▶ _Requirement_
Identify all lines of the data containing the string "cluster" and copy them.

▶ _Input for this task_
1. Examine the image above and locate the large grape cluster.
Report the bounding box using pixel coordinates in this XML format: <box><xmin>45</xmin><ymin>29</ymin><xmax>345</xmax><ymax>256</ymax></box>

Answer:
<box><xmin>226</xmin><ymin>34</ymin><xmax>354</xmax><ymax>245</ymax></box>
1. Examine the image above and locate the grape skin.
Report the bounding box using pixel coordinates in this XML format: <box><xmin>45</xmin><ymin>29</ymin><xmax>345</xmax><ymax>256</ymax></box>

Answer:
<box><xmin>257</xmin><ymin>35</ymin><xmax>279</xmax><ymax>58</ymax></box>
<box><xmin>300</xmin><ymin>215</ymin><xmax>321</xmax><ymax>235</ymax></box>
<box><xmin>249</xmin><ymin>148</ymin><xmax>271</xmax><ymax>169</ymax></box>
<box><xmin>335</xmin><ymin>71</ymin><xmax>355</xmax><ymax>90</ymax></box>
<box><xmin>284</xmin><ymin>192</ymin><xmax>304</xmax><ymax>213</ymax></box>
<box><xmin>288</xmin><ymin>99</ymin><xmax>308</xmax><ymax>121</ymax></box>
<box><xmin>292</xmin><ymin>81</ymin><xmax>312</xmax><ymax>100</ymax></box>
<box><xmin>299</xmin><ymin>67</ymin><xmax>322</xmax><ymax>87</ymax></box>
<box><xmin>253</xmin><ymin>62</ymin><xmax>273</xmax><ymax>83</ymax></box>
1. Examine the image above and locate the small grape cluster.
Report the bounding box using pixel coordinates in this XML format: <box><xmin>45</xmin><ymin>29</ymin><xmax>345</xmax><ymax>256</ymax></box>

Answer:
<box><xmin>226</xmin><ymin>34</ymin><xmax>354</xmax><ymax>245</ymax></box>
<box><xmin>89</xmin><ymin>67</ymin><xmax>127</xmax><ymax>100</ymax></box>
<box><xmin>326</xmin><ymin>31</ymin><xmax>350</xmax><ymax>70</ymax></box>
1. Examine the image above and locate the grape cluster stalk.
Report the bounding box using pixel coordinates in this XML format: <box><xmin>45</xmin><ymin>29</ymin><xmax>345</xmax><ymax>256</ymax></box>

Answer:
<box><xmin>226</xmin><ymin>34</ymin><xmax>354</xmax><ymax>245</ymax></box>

---

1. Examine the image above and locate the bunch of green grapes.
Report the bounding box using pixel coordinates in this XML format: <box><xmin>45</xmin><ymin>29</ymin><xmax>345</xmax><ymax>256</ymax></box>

▶ _Reply_
1. Examine the image above and locate the large grape cluster.
1. Examine the image above and locate the small grape cluster.
1. Examine the image above and locate the grape cluster stalk.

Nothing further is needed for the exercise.